### What you should do
Count the lines in the data below that contain the word "large", treating uppercase and lowercase as different. Give only the number.

Location labeling data:

--- Start ---

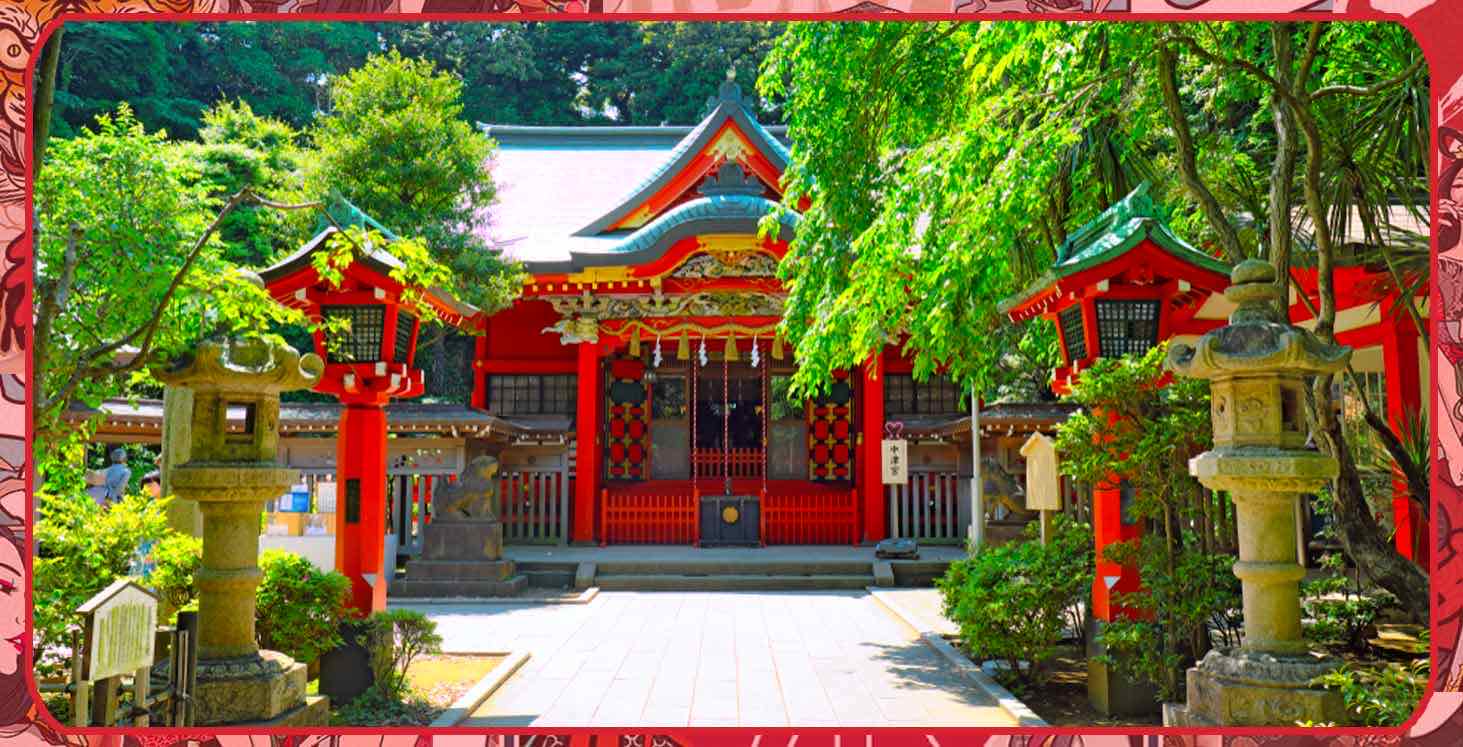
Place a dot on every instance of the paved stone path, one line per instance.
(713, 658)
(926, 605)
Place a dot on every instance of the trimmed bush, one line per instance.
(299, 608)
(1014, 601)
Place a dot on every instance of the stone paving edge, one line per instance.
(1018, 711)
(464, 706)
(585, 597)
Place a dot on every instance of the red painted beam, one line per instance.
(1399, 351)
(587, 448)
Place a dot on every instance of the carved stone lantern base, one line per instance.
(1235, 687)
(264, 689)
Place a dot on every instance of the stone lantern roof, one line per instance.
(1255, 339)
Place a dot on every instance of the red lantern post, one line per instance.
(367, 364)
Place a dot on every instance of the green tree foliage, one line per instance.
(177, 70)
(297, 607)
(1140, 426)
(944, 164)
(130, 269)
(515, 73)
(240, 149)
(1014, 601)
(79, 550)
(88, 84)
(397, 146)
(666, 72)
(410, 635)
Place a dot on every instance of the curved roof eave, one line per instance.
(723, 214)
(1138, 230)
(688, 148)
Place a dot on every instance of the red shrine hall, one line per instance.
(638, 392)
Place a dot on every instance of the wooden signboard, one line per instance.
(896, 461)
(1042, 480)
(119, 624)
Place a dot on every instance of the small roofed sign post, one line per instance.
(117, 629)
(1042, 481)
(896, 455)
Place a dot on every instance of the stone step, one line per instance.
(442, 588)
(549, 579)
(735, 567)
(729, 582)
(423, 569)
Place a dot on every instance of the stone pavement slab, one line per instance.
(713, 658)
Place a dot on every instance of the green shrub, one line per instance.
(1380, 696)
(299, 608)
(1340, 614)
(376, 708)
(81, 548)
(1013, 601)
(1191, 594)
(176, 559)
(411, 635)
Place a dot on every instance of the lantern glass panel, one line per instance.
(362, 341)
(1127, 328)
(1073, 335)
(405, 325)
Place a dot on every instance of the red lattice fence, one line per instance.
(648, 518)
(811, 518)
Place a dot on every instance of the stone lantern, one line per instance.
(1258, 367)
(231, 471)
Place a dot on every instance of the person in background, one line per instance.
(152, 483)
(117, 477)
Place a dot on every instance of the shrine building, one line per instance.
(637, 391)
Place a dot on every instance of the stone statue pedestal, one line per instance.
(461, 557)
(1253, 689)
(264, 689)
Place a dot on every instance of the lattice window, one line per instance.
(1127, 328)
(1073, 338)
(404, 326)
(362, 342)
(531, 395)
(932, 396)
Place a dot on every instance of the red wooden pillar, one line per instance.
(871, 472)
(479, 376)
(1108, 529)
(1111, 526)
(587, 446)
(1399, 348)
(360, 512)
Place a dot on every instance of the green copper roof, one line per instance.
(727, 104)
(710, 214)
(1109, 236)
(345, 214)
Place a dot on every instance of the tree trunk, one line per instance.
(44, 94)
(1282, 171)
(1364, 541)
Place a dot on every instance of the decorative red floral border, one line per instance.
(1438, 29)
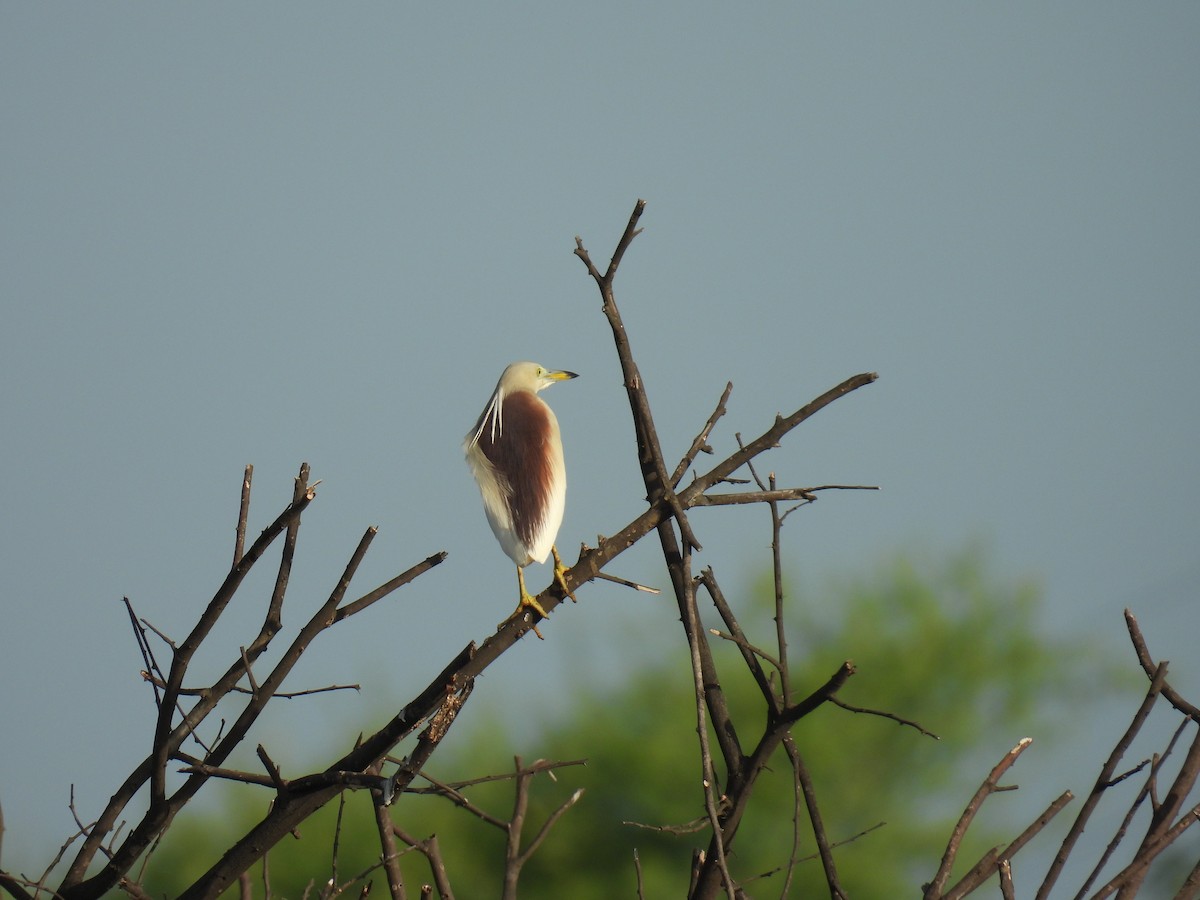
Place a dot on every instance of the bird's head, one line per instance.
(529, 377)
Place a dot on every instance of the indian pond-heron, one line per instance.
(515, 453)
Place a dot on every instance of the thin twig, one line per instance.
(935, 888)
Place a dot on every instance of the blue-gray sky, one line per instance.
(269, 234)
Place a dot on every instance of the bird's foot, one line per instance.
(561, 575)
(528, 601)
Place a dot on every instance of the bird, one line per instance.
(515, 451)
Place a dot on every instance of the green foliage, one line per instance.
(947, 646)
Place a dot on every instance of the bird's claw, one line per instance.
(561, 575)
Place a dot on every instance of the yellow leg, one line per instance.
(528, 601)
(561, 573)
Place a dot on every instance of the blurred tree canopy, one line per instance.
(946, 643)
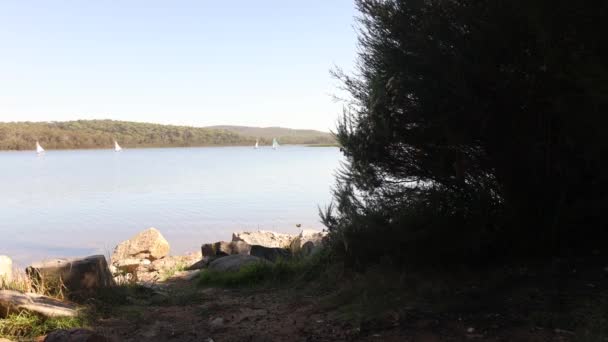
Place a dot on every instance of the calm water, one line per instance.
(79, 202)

--- End ---
--- Start ---

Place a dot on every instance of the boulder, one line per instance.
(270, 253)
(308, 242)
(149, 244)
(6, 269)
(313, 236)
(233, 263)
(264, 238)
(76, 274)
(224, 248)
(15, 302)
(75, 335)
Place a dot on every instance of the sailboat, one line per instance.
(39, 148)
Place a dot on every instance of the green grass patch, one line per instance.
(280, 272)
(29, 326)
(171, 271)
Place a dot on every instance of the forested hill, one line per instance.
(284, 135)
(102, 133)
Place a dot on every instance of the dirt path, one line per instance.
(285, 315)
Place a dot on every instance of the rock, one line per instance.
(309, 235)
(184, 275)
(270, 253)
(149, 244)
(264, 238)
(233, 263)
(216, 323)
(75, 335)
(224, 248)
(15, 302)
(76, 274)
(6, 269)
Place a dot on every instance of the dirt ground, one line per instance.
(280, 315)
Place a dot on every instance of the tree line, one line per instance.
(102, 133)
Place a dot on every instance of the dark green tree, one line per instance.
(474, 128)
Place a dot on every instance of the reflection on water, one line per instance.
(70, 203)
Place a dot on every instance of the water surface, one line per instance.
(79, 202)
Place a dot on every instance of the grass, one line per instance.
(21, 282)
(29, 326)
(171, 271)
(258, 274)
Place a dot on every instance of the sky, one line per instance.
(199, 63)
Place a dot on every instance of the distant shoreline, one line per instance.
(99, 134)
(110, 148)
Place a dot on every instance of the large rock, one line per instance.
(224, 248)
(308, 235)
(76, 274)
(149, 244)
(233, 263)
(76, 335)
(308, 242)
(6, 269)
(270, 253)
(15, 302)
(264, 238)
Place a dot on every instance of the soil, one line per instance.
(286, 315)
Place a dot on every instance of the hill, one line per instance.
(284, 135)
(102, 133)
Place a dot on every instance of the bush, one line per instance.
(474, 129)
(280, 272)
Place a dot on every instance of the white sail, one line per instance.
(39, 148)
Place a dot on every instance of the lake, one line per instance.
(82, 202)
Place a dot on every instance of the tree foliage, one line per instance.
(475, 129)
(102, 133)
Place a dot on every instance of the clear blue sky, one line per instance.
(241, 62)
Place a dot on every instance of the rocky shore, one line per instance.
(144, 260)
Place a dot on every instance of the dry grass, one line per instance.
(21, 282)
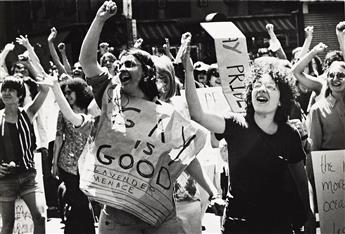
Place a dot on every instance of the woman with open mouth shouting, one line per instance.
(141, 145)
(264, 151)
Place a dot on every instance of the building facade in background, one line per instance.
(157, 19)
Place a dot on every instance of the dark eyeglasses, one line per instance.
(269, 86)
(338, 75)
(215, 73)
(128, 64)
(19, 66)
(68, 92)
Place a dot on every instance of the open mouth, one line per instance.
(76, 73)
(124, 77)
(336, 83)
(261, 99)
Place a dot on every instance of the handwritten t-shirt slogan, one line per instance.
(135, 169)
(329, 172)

--- End ---
--- Start ---

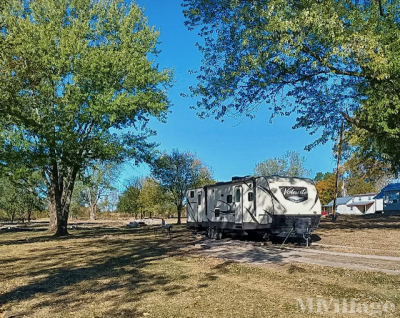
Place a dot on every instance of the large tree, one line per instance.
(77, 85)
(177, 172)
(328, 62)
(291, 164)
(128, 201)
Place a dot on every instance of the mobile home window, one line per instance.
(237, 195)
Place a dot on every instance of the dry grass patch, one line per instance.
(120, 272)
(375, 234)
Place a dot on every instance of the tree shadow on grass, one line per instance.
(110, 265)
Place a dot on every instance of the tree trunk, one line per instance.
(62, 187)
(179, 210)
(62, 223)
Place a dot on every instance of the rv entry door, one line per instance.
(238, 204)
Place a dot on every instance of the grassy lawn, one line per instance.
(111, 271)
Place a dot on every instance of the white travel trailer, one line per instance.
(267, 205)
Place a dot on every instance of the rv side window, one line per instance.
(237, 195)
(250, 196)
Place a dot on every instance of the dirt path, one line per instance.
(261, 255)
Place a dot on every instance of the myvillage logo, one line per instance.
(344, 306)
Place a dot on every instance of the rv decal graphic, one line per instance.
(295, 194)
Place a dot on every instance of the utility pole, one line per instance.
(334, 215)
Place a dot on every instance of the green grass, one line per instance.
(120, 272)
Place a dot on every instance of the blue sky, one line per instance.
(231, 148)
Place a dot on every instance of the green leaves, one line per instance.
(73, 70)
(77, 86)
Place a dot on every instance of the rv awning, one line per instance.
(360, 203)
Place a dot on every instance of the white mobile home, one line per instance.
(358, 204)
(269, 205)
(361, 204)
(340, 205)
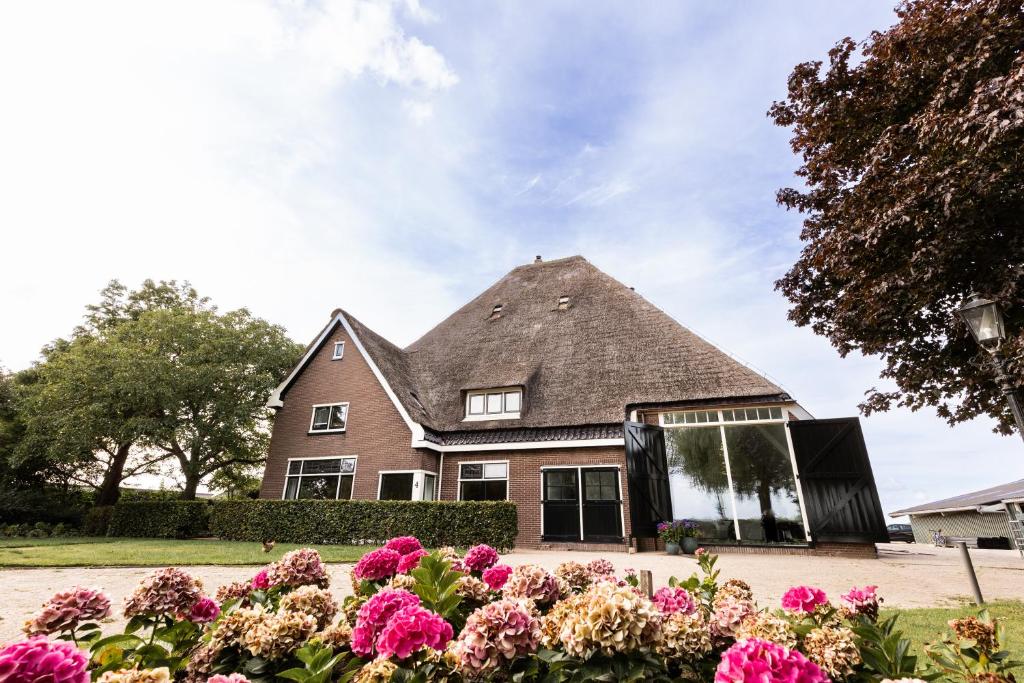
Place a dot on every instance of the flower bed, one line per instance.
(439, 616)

--- End ---

### Reply to the exercise
2